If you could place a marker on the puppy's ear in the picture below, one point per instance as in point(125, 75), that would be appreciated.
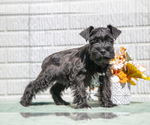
point(86, 33)
point(114, 31)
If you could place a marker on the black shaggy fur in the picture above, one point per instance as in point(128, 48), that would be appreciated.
point(75, 67)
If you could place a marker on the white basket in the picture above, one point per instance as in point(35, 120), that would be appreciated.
point(121, 94)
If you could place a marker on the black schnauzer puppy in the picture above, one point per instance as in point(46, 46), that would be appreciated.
point(75, 68)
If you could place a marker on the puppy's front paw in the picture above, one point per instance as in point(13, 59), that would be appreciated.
point(83, 105)
point(108, 104)
point(25, 104)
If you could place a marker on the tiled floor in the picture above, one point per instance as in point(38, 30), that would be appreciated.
point(47, 113)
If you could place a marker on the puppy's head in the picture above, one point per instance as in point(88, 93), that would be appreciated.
point(101, 42)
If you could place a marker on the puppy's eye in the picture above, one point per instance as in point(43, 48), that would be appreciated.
point(92, 42)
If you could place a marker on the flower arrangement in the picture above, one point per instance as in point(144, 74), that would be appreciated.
point(125, 70)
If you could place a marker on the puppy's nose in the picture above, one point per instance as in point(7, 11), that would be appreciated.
point(103, 51)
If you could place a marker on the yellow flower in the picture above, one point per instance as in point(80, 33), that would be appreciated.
point(133, 72)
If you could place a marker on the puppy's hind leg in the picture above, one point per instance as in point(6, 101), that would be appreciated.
point(40, 84)
point(56, 90)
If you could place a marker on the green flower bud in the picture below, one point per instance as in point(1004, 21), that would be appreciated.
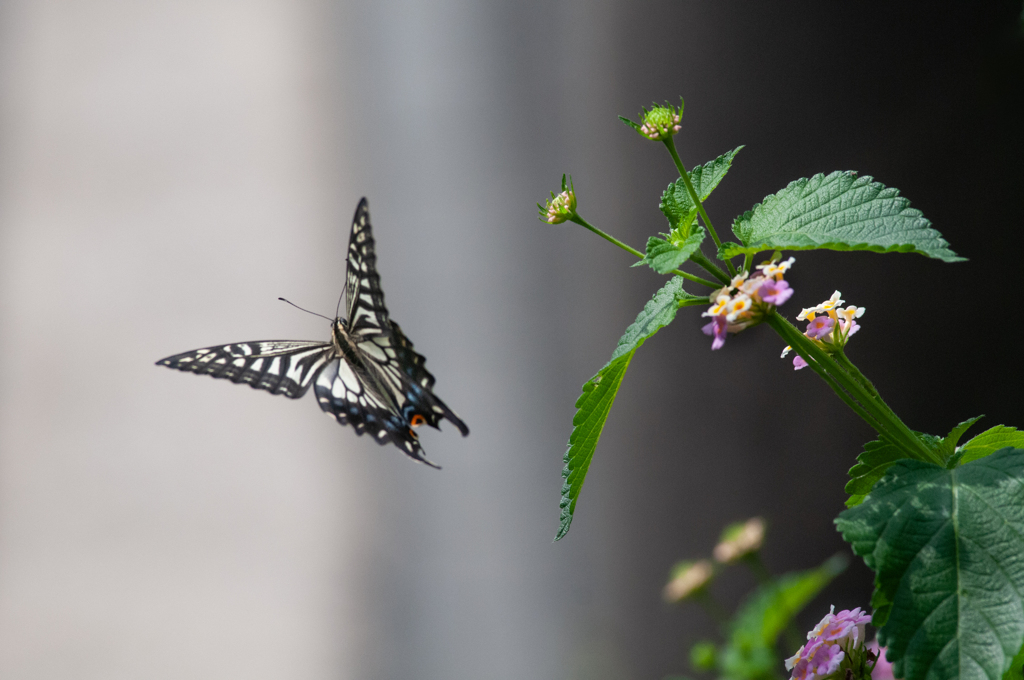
point(740, 540)
point(704, 655)
point(662, 122)
point(561, 207)
point(687, 578)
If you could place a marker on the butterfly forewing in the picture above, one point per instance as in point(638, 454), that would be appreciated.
point(368, 377)
point(280, 367)
point(346, 392)
point(364, 298)
point(409, 379)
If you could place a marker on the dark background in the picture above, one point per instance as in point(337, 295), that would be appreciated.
point(926, 97)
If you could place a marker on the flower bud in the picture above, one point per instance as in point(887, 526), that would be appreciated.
point(740, 540)
point(660, 123)
point(561, 207)
point(687, 578)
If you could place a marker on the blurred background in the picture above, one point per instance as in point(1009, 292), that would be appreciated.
point(168, 169)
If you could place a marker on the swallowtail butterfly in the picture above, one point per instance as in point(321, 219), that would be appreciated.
point(368, 375)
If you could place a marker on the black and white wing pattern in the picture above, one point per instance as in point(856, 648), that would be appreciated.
point(368, 376)
point(280, 367)
point(381, 385)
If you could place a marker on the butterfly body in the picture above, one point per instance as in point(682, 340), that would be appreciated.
point(368, 376)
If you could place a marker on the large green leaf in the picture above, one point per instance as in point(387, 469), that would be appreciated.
point(676, 202)
point(991, 440)
point(599, 392)
point(839, 211)
point(750, 651)
point(871, 465)
point(947, 548)
point(667, 254)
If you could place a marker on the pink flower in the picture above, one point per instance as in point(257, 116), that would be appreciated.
point(775, 292)
point(717, 328)
point(818, 327)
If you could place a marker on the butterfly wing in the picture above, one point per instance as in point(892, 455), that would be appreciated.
point(409, 379)
point(280, 367)
point(380, 340)
point(365, 308)
point(353, 395)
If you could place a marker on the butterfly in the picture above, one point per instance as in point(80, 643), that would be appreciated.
point(368, 375)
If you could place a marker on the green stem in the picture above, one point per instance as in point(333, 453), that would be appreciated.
point(712, 606)
point(712, 268)
point(879, 415)
point(685, 176)
point(679, 272)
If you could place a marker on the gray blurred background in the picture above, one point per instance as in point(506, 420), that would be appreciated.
point(168, 169)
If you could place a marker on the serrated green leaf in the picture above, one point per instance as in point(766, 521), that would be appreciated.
point(879, 455)
point(871, 466)
point(599, 393)
point(666, 255)
point(676, 202)
point(839, 211)
point(991, 440)
point(750, 651)
point(947, 447)
point(947, 548)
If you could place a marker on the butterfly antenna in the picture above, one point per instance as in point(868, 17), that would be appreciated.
point(305, 310)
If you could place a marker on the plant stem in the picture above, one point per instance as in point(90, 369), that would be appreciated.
point(695, 280)
point(712, 268)
point(679, 272)
point(685, 176)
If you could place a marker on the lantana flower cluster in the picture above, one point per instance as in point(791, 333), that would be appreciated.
point(828, 325)
point(660, 123)
point(747, 299)
point(837, 638)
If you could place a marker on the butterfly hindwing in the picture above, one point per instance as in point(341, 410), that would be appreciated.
point(280, 367)
point(409, 379)
point(369, 376)
point(344, 391)
point(364, 298)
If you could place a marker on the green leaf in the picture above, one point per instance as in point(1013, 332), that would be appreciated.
point(599, 393)
point(947, 447)
point(750, 651)
point(947, 548)
point(664, 255)
point(991, 440)
point(879, 456)
point(1016, 668)
point(676, 202)
point(839, 211)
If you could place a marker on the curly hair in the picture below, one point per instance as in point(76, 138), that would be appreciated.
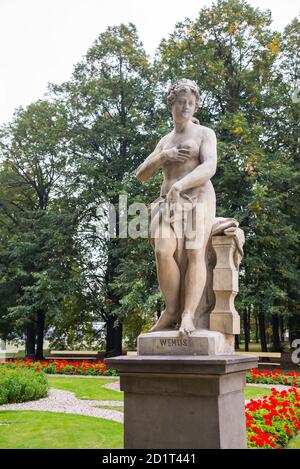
point(183, 85)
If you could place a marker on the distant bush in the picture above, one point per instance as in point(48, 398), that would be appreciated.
point(21, 384)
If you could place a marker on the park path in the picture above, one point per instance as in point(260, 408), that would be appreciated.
point(67, 403)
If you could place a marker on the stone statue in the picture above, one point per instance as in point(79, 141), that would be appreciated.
point(188, 158)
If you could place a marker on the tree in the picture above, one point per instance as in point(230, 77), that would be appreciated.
point(39, 254)
point(110, 102)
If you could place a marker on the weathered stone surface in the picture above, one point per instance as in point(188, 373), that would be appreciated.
point(200, 342)
point(183, 402)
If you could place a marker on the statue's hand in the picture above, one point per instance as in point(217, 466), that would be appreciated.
point(173, 194)
point(176, 154)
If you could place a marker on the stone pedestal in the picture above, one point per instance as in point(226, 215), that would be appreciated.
point(224, 317)
point(200, 342)
point(183, 402)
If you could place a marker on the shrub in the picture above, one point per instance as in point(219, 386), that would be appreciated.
point(19, 384)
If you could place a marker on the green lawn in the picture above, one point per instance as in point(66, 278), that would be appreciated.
point(114, 407)
point(92, 388)
point(87, 388)
point(51, 430)
point(252, 392)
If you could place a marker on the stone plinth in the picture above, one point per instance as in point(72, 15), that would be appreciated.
point(224, 318)
point(200, 342)
point(183, 402)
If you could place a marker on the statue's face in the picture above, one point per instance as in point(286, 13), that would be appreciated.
point(184, 105)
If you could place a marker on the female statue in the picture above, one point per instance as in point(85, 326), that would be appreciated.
point(188, 157)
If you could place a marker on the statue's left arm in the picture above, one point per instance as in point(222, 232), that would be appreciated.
point(205, 171)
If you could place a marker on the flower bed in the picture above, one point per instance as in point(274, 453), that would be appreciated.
point(273, 377)
point(273, 420)
point(64, 367)
point(21, 384)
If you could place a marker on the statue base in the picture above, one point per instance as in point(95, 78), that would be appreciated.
point(183, 402)
point(200, 342)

--------------------

Write out every record above exactly as it stands, but leave out the pictures.

• _Exercise response_
If you could place a marker on the puppy's ear in the picture below, one point per instance as in point(125, 75), that would be appreciated.
point(86, 33)
point(114, 31)
If you could place a marker on the black shaggy fur in the picture above, one point per instance as in point(128, 48), that would be appreciated.
point(75, 67)
If you could place a marker on the white basket in the picture above, one point per instance as in point(35, 120), that would be appreciated.
point(121, 94)
If you could place a marker on the black schnauzer puppy in the picture above, one point per instance as in point(46, 46), that would be appreciated.
point(75, 68)
If you could place a marker on the puppy's front paw in the picture above, one point per instance as in point(13, 59), that would be appreciated.
point(83, 105)
point(108, 104)
point(25, 104)
If you could place a marker on the tiled floor in the picture above, one point per instance as in point(38, 30), that would be appreciated.
point(47, 113)
If you could place a marker on the puppy's head in the picture above, one point per instance as in point(88, 93), that would be appreciated.
point(101, 42)
If you could place a marker on the puppy's eye in the picture above, one point per instance as in point(43, 48), that would be appreciated.
point(92, 42)
If you could place a marker on the flower arrangement in the picture above, one point per instance as in point(144, 74), that would be appreciated.
point(125, 70)
If you could place a marker on the puppy's nose in the picture above, one point per instance as in point(7, 11), that would be appreciated.
point(103, 51)
If you could place a marker on the yellow flower in the picture above, one point per instance as in point(80, 33), that would be appreciated.
point(133, 72)
If you could place a marker on the puppy's hind leg in the picture above, one point per instance as in point(6, 101), that would be appreciated.
point(40, 84)
point(56, 90)
If you could place a marker on the green flower bud in the picture below, one point per instance as in point(1004, 21), that would be appreciated.
point(740, 540)
point(704, 655)
point(662, 122)
point(561, 207)
point(687, 578)
If you could place a marker on the butterfly forewing in the picture above, one point per instance as in point(638, 454), that would be appreciated.
point(368, 377)
point(280, 367)
point(346, 392)
point(364, 298)
point(409, 379)
If you could place a marker on the dark background in the picture above, one point per instance as in point(337, 295), that would be appreciated.
point(926, 97)
If you could place a marker on the flower bud in the picture above, one point per instance as in point(887, 526), that would be appreciated.
point(740, 540)
point(660, 123)
point(561, 207)
point(687, 578)
If you could place a marker on the blurred background in the picture above, one point per instance as in point(1009, 292), that would be appreciated.
point(168, 169)
If you could place a marker on the swallowtail butterfly in the picture above, one point per instance as in point(321, 219), that would be appreciated.
point(368, 375)
If you could place a marker on the black and white wing pattern in the picture above, one point per instance as in point(856, 648), that would be appreciated.
point(368, 376)
point(280, 367)
point(381, 385)
If you could place a marker on the butterfly body in the picture above, one point per instance as in point(682, 340), that would be appreciated.
point(368, 376)
If you could place a marker on the large green leaf in the picture above, one point per instance as in point(387, 469), that would be appreciated.
point(676, 202)
point(991, 440)
point(599, 392)
point(839, 211)
point(750, 651)
point(871, 465)
point(947, 548)
point(667, 254)
If you could place a marker on the pink flower in the picture above, one point per instance as in point(257, 116), that would be appreciated.
point(775, 292)
point(717, 328)
point(818, 327)
If you could place a marker on the butterfly wing in the picture above, one point per instance as in point(892, 455), that would be appreciated.
point(409, 379)
point(280, 367)
point(380, 340)
point(365, 308)
point(353, 395)
If you could place a marker on the butterfly in the picture above, one point per instance as in point(80, 643), that would be appreciated.
point(368, 375)
If you could place a marker on the green stem in the picture above, one point per instance as in point(333, 453), that would be appreciated.
point(712, 606)
point(712, 268)
point(879, 415)
point(685, 176)
point(679, 272)
If you could place a marker on the gray blurred background in the picture above, one point per instance as in point(506, 420), that would be appreciated.
point(168, 169)
If you could place a marker on the serrated green leaf in the picture above, one point per instance as in point(766, 521), that would be appreciated.
point(879, 455)
point(871, 466)
point(599, 393)
point(666, 255)
point(676, 202)
point(839, 211)
point(991, 440)
point(750, 651)
point(947, 447)
point(947, 548)
If you could place a marker on the butterfly antenna in the picture above, one point per instance as in point(868, 17), that would be appreciated.
point(305, 310)
If you could place a marker on the plant stem in the picture above, one point per instance as in point(90, 369), that would be appreciated.
point(695, 280)
point(712, 268)
point(679, 272)
point(685, 176)
If you could place a marker on the lantana flower cluster in the picture above, one point per instance as in point(791, 333), that would be appreciated.
point(828, 325)
point(660, 123)
point(747, 299)
point(837, 638)
If you could place a marker on the butterfly hindwing in the picture above, one point per instance as in point(341, 410), that would be appreciated.
point(280, 367)
point(409, 379)
point(369, 376)
point(344, 391)
point(364, 298)
If you could place a marker on the green leaf in the picture above, one point per instance as in point(1013, 332), that would be appreciated.
point(599, 393)
point(947, 447)
point(750, 651)
point(947, 548)
point(664, 255)
point(991, 440)
point(879, 456)
point(1016, 668)
point(676, 202)
point(839, 211)
If you could place a marker on the curly hair in the picture below, one point per instance as in point(76, 138), that would be appreciated.
point(183, 85)
If you could place a marker on the distant bush in the picture above, one point per instance as in point(48, 398), that would be appreciated.
point(21, 384)
If you could place a marker on the park path in the picture above, one point per instance as in point(260, 408), that would be appreciated.
point(67, 403)
If you could place a marker on the stone statue in the picture above, one point per instance as in point(79, 141), that would be appreciated.
point(188, 158)
If you could place a marker on the tree in the picture above, one point per instance as in point(230, 77), that would be appreciated.
point(39, 254)
point(110, 102)
If you could place a marker on the weathered stone surface in the picture above, one point per instance as in point(188, 373), that would be appreciated.
point(200, 342)
point(183, 402)
If you could place a marker on the statue's hand in the picture above, one point per instance as in point(217, 466), that would be appreciated.
point(173, 194)
point(176, 154)
If you could place a marker on the stone pedestal in the picture above, one point per instance as in point(226, 215), that would be appreciated.
point(224, 317)
point(200, 342)
point(183, 402)
If you could place a marker on the shrub in the picture above, one point per instance as in point(219, 386), that would be appreciated.
point(19, 384)
If you could place a marker on the green lawn in the picture above, one point per instance as in point(66, 278), that would be appreciated.
point(114, 407)
point(92, 388)
point(87, 388)
point(51, 430)
point(252, 392)
If you could place a marker on the stone plinth in the picture above, one point per instance as in point(72, 15), that would be appreciated.
point(224, 318)
point(200, 342)
point(183, 402)
If you could place a marker on the statue's face in the picture above, one point per instance as in point(286, 13), that would be appreciated.
point(184, 105)
If you could place a marker on the female statue in the picture above, one point per instance as in point(85, 326), that would be appreciated.
point(188, 157)
If you could place a marker on the statue's left arm in the picture above, one point per instance as in point(222, 232), that would be appreciated.
point(205, 171)
If you could place a marker on the flower bed in the picture above, one point per instance as in point(274, 453), that would be appreciated.
point(273, 377)
point(273, 420)
point(64, 367)
point(21, 384)
If you could place a marker on the statue base in the picture above, one point per instance as in point(95, 78), that would be appreciated.
point(183, 402)
point(200, 342)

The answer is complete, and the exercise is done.